-------- Excerpt provided

Tuesday, January 15, 2008


1874. Massachusetts enacts the first effective 10-hour-day-law for women, May 8.

1874. New York gets its first electric streetcar but the system invented by Stephen Dudley Field is hazardous and presents no immediate threat to the horsecar.

1874. The U.S. public high school system wins support from the Supreme Court which rules against a citizen of Kalamazoo, Mich., who had brought suit to prevent collection of additional taxes. The court upholds the city's right to establish a high school and to levy new taxes to support the school.

1874. The Chautauqua movement in U.S. education has its beginnings that will develop into a traveling tent show of lecturers that will bring culture to small-town America.

1874. The Remington typewriter introduced by F. Remington and Sons Fire arms Co. begins a revolution in written communication.

----------------
-------- Records shown

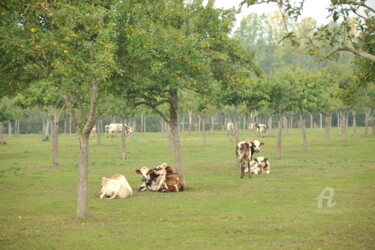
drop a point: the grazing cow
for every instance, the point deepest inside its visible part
(116, 186)
(170, 182)
(245, 151)
(251, 126)
(230, 128)
(160, 179)
(261, 129)
(260, 165)
(112, 128)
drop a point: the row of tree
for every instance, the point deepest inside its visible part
(108, 58)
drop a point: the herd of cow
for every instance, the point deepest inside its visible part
(112, 128)
(163, 179)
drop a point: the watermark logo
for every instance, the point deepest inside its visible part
(329, 197)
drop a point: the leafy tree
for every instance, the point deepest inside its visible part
(168, 47)
(42, 95)
(308, 91)
(70, 45)
(351, 16)
(279, 88)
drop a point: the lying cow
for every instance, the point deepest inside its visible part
(244, 152)
(261, 129)
(259, 165)
(160, 179)
(116, 186)
(112, 128)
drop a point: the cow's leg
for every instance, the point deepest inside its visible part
(242, 168)
(248, 168)
(102, 195)
(161, 182)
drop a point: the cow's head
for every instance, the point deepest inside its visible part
(145, 173)
(256, 145)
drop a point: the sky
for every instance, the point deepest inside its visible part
(316, 9)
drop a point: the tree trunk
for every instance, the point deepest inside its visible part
(204, 130)
(285, 124)
(175, 133)
(354, 113)
(270, 125)
(70, 125)
(1, 133)
(170, 139)
(82, 187)
(99, 132)
(190, 112)
(123, 141)
(328, 127)
(368, 112)
(291, 120)
(213, 119)
(279, 134)
(65, 126)
(183, 123)
(321, 121)
(342, 125)
(10, 129)
(134, 137)
(303, 131)
(84, 130)
(142, 123)
(236, 127)
(46, 129)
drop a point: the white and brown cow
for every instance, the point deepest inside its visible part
(160, 179)
(261, 129)
(112, 128)
(244, 153)
(116, 186)
(230, 128)
(259, 165)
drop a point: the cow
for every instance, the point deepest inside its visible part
(93, 131)
(244, 152)
(112, 128)
(261, 129)
(160, 179)
(230, 129)
(116, 186)
(259, 165)
(167, 180)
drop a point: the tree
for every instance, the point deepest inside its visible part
(307, 95)
(351, 16)
(69, 45)
(279, 88)
(42, 95)
(168, 47)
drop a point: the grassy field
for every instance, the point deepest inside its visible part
(218, 210)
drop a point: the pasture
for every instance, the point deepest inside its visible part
(218, 210)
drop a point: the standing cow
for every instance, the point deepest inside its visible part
(244, 153)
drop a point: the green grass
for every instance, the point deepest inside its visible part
(218, 210)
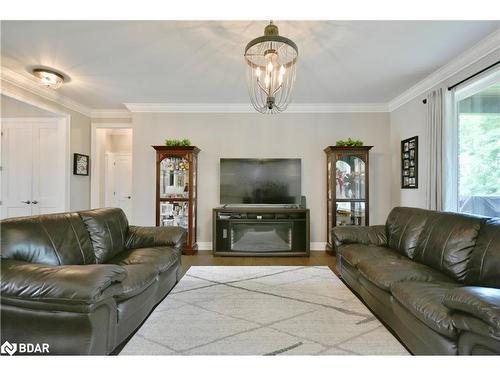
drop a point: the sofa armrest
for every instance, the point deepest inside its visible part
(139, 237)
(372, 235)
(480, 302)
(74, 284)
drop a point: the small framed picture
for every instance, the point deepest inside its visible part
(81, 164)
(409, 163)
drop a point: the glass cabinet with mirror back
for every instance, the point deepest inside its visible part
(347, 187)
(176, 177)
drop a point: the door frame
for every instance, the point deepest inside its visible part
(108, 156)
(65, 120)
(63, 125)
(95, 178)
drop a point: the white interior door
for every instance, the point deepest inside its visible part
(119, 182)
(48, 169)
(17, 159)
(33, 167)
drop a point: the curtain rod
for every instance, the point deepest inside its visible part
(469, 77)
(474, 75)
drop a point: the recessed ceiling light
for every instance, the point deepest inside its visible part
(49, 78)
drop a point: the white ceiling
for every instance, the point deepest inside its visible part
(115, 62)
(15, 108)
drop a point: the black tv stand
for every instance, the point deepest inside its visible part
(260, 231)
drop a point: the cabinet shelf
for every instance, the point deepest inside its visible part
(174, 199)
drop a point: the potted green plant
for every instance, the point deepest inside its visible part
(177, 142)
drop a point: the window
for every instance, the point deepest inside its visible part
(478, 150)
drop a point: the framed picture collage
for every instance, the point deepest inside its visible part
(409, 163)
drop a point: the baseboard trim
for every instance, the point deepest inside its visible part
(315, 246)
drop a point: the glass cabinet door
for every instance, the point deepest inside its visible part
(173, 213)
(329, 198)
(174, 177)
(350, 190)
(350, 177)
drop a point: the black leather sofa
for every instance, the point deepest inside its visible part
(433, 277)
(83, 282)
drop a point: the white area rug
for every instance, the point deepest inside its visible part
(262, 311)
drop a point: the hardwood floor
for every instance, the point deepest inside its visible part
(205, 258)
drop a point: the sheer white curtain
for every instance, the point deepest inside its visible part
(434, 142)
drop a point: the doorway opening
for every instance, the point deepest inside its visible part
(112, 168)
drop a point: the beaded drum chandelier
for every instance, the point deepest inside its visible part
(271, 66)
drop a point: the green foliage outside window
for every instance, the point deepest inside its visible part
(479, 154)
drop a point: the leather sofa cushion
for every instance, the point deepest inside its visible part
(160, 258)
(466, 322)
(155, 236)
(404, 226)
(484, 264)
(480, 302)
(73, 284)
(55, 239)
(139, 277)
(425, 301)
(372, 235)
(108, 229)
(385, 272)
(447, 242)
(356, 253)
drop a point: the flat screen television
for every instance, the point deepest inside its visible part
(260, 181)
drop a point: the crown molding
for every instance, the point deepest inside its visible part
(469, 57)
(247, 108)
(110, 113)
(31, 85)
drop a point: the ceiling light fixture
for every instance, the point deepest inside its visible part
(271, 65)
(49, 78)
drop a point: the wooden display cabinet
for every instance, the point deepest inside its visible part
(176, 195)
(347, 187)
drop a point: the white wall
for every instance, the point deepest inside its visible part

----------------

Task directions: Repeat word for word the part of the list of 1874 events starting with "1874. Massachusetts enacts" and going on through "to small-town America.". Use only the list of 1874 events, not the material.

Written reply:
1874. Massachusetts enacts the first effective 10-hour-day-law for women, May 8.

1874. New York gets its first electric streetcar but the system invented by Stephen Dudley Field is hazardous and presents no immediate threat to the horsecar.

1874. The U.S. public high school system wins support from the Supreme Court which rules against a citizen of Kalamazoo, Mich., who had brought suit to prevent collection of additional taxes. The court upholds the city's right to establish a high school and to levy new taxes to support the school.

1874. The Chautauqua movement in U.S. education has its beginnings that will develop into a traveling tent show of lecturers that will bring culture to small-town America.